Written problem:
Using the entries below, output exactly the line containing "Could you point to the green" and all lines that follow it to the end.

───── Material provided

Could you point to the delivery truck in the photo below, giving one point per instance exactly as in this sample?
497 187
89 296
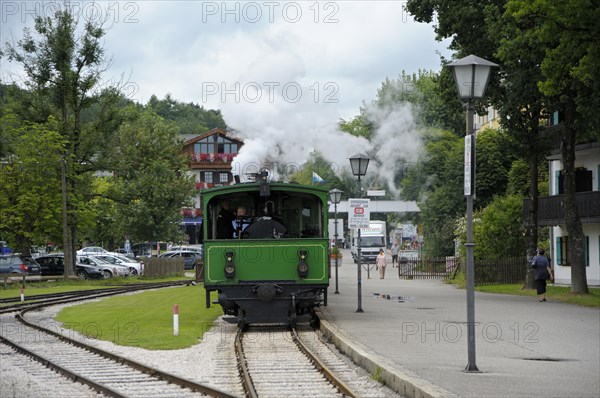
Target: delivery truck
372 239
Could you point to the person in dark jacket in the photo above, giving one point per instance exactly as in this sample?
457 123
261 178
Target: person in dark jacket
225 220
541 272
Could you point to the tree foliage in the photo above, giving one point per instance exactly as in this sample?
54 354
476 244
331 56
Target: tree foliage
30 173
189 117
150 184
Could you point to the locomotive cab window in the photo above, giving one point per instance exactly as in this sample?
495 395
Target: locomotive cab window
281 215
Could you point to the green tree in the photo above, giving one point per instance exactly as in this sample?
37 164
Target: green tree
63 66
568 33
500 228
30 174
189 117
150 183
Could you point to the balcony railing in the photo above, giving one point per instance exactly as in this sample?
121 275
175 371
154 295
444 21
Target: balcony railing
551 209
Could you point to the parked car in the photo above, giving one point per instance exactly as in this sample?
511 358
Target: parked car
91 250
109 270
189 257
135 267
54 264
141 250
23 265
195 248
123 252
88 272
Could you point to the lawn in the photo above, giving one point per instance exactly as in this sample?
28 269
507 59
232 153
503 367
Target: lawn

──────────

Output below:
Could you point to the green tree in the photo above, giving one point per instance exactly as in this sample?
37 164
Target: green tree
63 66
568 33
500 228
30 174
189 117
150 183
Could you point to the balcony railing in the photo above, giving one point per instance exactly as in this sample?
121 275
175 371
154 295
444 21
Target: balcony railing
551 209
Could you point to the parked car in the photo above, giving one point per instance exactly as in this sample?
511 358
Target: parked car
91 250
109 270
189 257
135 267
54 264
141 250
23 265
195 248
123 252
88 272
Could you point to the lawn in the photo above, giving one point per instance exactly as in this sample?
28 269
507 59
232 153
503 367
Target: lawn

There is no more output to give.